Dataset content below:
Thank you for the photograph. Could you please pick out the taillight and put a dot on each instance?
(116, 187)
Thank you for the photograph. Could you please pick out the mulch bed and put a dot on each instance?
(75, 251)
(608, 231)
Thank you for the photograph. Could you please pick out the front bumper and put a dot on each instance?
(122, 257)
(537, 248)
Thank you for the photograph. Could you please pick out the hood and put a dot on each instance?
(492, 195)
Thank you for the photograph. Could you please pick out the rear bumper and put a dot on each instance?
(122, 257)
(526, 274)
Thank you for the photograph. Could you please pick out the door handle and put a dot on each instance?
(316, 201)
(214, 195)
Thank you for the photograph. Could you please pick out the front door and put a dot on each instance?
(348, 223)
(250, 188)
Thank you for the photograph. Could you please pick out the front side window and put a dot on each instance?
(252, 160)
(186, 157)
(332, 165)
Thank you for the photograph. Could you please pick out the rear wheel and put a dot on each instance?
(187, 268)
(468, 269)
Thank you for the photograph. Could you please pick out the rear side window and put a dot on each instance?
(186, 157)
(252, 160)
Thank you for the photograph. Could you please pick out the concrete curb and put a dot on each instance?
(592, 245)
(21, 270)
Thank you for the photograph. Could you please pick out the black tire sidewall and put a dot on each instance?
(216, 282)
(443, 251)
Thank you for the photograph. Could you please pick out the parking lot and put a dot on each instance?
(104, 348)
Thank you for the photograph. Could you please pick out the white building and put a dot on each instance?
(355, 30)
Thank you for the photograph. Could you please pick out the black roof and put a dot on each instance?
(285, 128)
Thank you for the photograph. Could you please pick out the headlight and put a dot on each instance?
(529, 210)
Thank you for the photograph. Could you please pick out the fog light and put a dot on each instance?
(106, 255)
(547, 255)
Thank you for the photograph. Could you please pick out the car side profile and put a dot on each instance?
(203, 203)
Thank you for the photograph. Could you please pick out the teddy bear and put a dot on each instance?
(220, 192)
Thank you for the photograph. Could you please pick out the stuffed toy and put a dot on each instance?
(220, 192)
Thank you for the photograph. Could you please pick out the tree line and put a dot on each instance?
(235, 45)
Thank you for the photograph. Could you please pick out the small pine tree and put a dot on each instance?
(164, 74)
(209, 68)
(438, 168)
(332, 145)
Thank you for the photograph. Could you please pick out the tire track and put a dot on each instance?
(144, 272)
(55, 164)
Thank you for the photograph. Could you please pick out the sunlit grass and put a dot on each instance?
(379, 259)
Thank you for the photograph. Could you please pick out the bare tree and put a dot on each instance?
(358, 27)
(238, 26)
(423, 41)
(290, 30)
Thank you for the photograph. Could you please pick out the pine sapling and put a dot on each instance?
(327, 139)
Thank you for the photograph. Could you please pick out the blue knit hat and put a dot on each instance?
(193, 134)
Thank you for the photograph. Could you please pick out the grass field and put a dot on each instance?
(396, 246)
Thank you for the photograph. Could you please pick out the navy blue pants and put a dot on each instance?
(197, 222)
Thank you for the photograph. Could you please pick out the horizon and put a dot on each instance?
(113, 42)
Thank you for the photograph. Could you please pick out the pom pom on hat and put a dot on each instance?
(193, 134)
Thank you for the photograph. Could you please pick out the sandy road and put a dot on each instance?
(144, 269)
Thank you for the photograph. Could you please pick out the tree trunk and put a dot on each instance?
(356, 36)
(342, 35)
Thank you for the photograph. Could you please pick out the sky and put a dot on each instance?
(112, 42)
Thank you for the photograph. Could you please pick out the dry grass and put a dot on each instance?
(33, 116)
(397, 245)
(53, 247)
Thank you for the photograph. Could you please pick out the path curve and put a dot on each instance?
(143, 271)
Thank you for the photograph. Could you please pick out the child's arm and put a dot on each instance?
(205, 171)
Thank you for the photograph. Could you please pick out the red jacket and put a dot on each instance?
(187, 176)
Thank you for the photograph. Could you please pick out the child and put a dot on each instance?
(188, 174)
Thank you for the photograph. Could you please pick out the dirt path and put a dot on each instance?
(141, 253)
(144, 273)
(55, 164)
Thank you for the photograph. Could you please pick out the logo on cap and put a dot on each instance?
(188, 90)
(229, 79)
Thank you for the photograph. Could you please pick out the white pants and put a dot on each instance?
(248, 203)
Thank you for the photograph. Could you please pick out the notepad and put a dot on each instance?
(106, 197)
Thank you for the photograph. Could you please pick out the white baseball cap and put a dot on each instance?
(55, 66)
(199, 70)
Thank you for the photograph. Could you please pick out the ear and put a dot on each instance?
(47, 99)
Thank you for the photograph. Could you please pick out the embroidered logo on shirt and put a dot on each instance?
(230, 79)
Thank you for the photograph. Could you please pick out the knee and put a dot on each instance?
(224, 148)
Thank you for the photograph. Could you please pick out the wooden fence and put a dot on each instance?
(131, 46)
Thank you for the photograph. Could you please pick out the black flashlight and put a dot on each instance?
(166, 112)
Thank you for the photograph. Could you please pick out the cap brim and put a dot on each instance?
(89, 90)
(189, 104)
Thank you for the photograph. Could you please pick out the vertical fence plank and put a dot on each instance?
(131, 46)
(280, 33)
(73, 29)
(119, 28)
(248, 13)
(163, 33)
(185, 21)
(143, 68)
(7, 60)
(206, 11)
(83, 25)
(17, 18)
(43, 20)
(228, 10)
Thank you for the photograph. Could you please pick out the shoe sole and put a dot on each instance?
End of Dataset content.
#### [The task]
Word for word, transcribe all of the entries shown above.

#### [Answer box]
Thank you for the photograph. Could you please pick out the taillight and put a dot on each instance?
(116, 187)
Thank you for the photograph. Could you please pick out the mulch bed and put a dot on each instance?
(75, 251)
(608, 231)
Thank you for the photograph. Could you please pick out the front bumper and put a dot on each instance?
(122, 257)
(537, 248)
Thank you for the photograph. Could you please pick out the hood and put a dot on each instance?
(492, 195)
Thank you for the photograph. Could you please pick out the rear bumper and put a dot on each instance?
(122, 257)
(526, 274)
Thank you for the photograph. Could you please pick out the door handle and put a dot on each instance?
(316, 201)
(214, 195)
Thank you for the photograph. Could you please pick out the front door and put a dot on each instance?
(348, 223)
(250, 188)
Thank you for the photograph. Could you please pick out the front side window and put a dot on each instance?
(252, 160)
(186, 157)
(332, 165)
Thank you for the photograph. Could you please pick out the rear wheel and put a dot on each instance?
(187, 268)
(468, 269)
Thank you for the photograph. Could you please pick out the rear side window and put a dot on each instance?
(186, 157)
(252, 160)
Thank you for the photograph. Could you please pick out the concrete curb and put a dot on each instance?
(592, 245)
(21, 270)
Thank you for the photograph. Could you please pick out the black tire sidewall and put a dot on each instance?
(216, 282)
(443, 251)
Thank you for the photograph. Could you please pick out the parking lot and put a dot on each instance?
(104, 348)
Thank you for the photograph. Could you please pick out the white building and put a dot on each instance?
(355, 30)
Thank you for the photograph. Could you please pick out the black roof and put a dot on each instance?
(285, 128)
Thank you for the photograph. Could you please pick out the headlight and put a dot on each instance?
(529, 210)
Thank you for the photograph. Could you please pick out the fog light and put a dot on each instance?
(106, 255)
(547, 255)
Thank you for the photograph. Could you please pick out the car side profile and put a dot on each instance?
(203, 203)
Thank you for the photograph. Could you please pick out the teddy bear and put a dot on each instance?
(220, 192)
Thank you for the photograph. Could you please pick out the stuffed toy and put a dot on each instance?
(220, 192)
Thank you for the photograph. Could you please pick out the tree line and put a dot on each instance?
(235, 45)
Thank you for the photograph. Could you please pick out the small pine tree and put a dot on each instance?
(164, 74)
(209, 68)
(438, 168)
(332, 145)
Thank you for the photograph. Could you please pick out the tire track and put a dot on each instance?
(144, 272)
(55, 164)
Thank you for the photograph. Could you please pick out the sunlit grass and put a dot on each instance?
(379, 259)
Thank you for the photograph. Could you please pick out the bare tree and put a dot on each instance?
(358, 27)
(238, 26)
(423, 41)
(290, 30)
Thank you for the photograph. Could you please pick out the pine sapling and put a dot on each instance?
(327, 139)
Thank you for the photograph. Could you please pick out the blue knit hat and put a dot on each instance?
(193, 134)
Thank you for the photograph. Could you please pick out the grass field and put a dot on each instance?
(396, 246)
Thank you for the photograph. Could you please pick out the navy blue pants and put a dot on each instance?
(197, 222)
Thank you for the photograph. Could you please pick out the horizon and put a dot on each instance?
(113, 42)
Thank you for the photograph. Could you please pick out the pom pom on hat and put a dot on each instance?
(193, 134)
Thank you for the photograph. Could you please pick out the sandy road and put a dot on each instance?
(144, 269)
Thank you for the photograph. Could you please pick out the tree trunk and put a dot on each instance?
(356, 36)
(342, 35)
Thank you for the photograph. Could you please pick out the sky and put a dot on each instance?
(112, 42)
Thank you for the photograph. Could you please pick out the dry grass and put a dot on each instance?
(33, 116)
(397, 245)
(53, 247)
Thank you for the photograph. Could you please pick out the path curve and put a dot on each instance?
(143, 271)
Thank you for the photograph. Could you please pick out the child's arm and put a dot on each instance?
(205, 171)
Thank you for the photograph. Could you please pick out the red jacket and put a dot on each instance?
(187, 176)
Thank you for the photograph. Could you please pick out the child and put a dot on each instance?
(188, 174)
Thank you for the photograph. Could you please pick out the dirt path and put a dot on each instance?
(141, 253)
(144, 273)
(55, 164)
Thank you for the photograph. Could you please pick out the logo on cap and put a dot on each instance?
(188, 90)
(229, 79)
Thank you for the photograph. Could you please pick out the white pants and put a dot on each instance?
(248, 203)
Thank you for the photograph. Could you please pick out the notepad and put a dot on each instance?
(106, 197)
Thank you for the photograph. Could you please pick out the white baseball cap and put a dot on each instance?
(55, 66)
(199, 70)
Thank you for the photograph. Could you please pick out the ear and put a dot on each instance?
(47, 99)
Thank you for the photograph. Could you please pick out the embroidered logo on shirt and put a dot on each instance?
(230, 79)
Thank you for the photograph. Could you please pick out the knee and put a dot on each instance?
(224, 148)
Thank you for the photograph. Could you please pick out the wooden fence and put a dot on each instance?
(131, 46)
Thank you for the photograph. Could you please pick out the black flashlight and put a dot on each instance?
(166, 112)
Thank you for the photograph. Could you please pick out the cap brim and put a dot on each instance?
(89, 90)
(189, 104)
Thank you for the photograph. Could you please pick out the vertical fence plank and put a dot on each instance?
(131, 46)
(280, 33)
(73, 29)
(119, 28)
(248, 13)
(163, 33)
(185, 21)
(143, 68)
(7, 60)
(206, 11)
(83, 25)
(17, 18)
(43, 20)
(228, 10)
Thank you for the photograph. Could you please pick out the shoe sole and put a dot on each instance?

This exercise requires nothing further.